Start of THE DATA

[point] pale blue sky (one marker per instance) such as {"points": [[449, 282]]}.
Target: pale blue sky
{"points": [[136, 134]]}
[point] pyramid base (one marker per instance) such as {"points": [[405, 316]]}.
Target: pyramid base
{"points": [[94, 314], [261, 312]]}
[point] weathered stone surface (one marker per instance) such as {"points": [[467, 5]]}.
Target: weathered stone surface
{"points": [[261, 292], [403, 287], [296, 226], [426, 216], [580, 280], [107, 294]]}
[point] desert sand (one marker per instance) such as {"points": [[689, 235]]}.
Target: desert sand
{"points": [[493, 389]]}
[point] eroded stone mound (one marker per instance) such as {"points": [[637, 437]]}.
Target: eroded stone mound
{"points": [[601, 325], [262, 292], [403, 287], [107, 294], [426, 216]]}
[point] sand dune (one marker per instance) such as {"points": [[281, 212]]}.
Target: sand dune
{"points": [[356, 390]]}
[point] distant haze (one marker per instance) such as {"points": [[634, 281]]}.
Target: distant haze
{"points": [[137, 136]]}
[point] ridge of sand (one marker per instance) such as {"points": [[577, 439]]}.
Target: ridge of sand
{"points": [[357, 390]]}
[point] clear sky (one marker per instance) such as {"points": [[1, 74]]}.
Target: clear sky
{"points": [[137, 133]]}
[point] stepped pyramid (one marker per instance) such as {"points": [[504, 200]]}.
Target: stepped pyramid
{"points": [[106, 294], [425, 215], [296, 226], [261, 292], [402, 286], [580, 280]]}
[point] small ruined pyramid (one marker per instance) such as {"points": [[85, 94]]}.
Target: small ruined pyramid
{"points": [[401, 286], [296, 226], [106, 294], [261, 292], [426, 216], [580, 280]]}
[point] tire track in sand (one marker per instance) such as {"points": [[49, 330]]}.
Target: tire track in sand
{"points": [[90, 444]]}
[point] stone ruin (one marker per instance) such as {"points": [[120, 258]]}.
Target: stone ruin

End of THE DATA

BRIEF: Output exactly the lines of the data that run from the one containing "Target: tire track in sand" to the very last line, and no others.

SOLUTION:
Target: tire track in sand
{"points": [[90, 444]]}
[point] stone ruin (one marker per instance) such as {"points": [[120, 258]]}.
Target: stone ruin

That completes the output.